(Short exercise): Transcribe the lines below verbatim, skipping the images.

(Data listing):
--- start ---

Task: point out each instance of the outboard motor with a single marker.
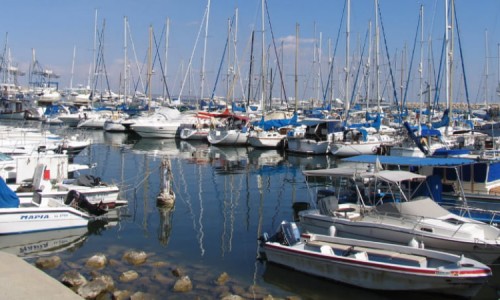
(78, 200)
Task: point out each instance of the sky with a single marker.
(53, 30)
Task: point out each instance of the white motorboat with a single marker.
(42, 214)
(375, 265)
(234, 132)
(397, 214)
(267, 138)
(43, 243)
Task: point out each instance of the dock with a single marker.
(20, 280)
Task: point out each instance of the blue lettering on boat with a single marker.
(34, 217)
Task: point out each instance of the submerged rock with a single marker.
(97, 261)
(129, 276)
(121, 295)
(73, 278)
(135, 257)
(178, 272)
(223, 278)
(92, 289)
(50, 262)
(183, 285)
(108, 280)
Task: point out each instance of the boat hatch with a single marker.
(454, 221)
(426, 229)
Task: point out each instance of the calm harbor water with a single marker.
(225, 199)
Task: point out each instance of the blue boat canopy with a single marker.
(411, 161)
(8, 198)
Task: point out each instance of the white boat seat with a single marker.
(414, 259)
(328, 205)
(327, 250)
(332, 246)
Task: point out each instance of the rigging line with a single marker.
(438, 77)
(388, 59)
(157, 55)
(411, 61)
(192, 53)
(221, 63)
(139, 69)
(330, 73)
(276, 52)
(357, 77)
(462, 62)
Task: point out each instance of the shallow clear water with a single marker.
(225, 199)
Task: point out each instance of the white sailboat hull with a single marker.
(232, 137)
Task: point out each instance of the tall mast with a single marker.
(487, 71)
(296, 65)
(318, 87)
(167, 35)
(150, 63)
(377, 56)
(421, 66)
(72, 69)
(347, 104)
(125, 60)
(202, 81)
(263, 66)
(92, 70)
(498, 71)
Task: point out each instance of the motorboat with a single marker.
(391, 206)
(36, 244)
(41, 214)
(374, 265)
(92, 187)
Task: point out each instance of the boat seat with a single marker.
(420, 261)
(332, 246)
(328, 205)
(327, 250)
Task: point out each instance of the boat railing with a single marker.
(419, 225)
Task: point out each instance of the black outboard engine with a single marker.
(78, 200)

--- end ---

(Result of this exercise):
Task: point out each instance of the outboard motor with a single marker.
(78, 200)
Task: point out each instance of the sky with a single marker.
(53, 30)
Task: point out each instance of the white motorboat with a single marker.
(42, 214)
(375, 265)
(234, 132)
(397, 214)
(267, 138)
(43, 243)
Task: point out each instance of the dock with a single marker.
(20, 280)
Task: point out each instance of the blue lettering on boat with a single marker.
(34, 217)
Task: point out each instance of the submerged rock with a single marker.
(97, 261)
(129, 276)
(121, 295)
(73, 278)
(135, 257)
(178, 272)
(223, 278)
(92, 289)
(50, 262)
(183, 285)
(108, 280)
Task: point out each instance of the boat hatch with a single marker.
(454, 221)
(426, 229)
Task: point out each instance of the calm harbor water with a single marker.
(225, 199)
Task: point out each instance of the blue boat canopy with a single marker.
(411, 161)
(8, 198)
Task: point out each instance of the white boat seat with a single marker.
(414, 259)
(328, 205)
(327, 250)
(332, 246)
Task: point out each instance of the rigging line with a single marker.
(438, 77)
(388, 59)
(157, 55)
(411, 61)
(192, 53)
(221, 63)
(139, 69)
(330, 73)
(276, 52)
(357, 77)
(462, 62)
Task: point out each instance of the shallow clear water with a single marker.
(225, 199)
Task: point out each instance of the white sailboat hull with a single marker.
(232, 137)
Task: point out each instance of the tall mast with a single marker.
(487, 71)
(296, 65)
(318, 87)
(167, 35)
(150, 63)
(377, 56)
(421, 66)
(72, 69)
(347, 104)
(125, 60)
(202, 81)
(263, 66)
(92, 70)
(498, 71)
Task: point out each instance of the motorboat with a single marker.
(391, 206)
(36, 244)
(41, 214)
(374, 265)
(92, 187)
Task: point out each instance of the boat seat with a single marker.
(420, 261)
(332, 246)
(328, 205)
(327, 250)
Task: point out each instance of the boat railing with a single marker.
(419, 225)
Task: point out each instance of the black outboard engine with a single marker.
(78, 200)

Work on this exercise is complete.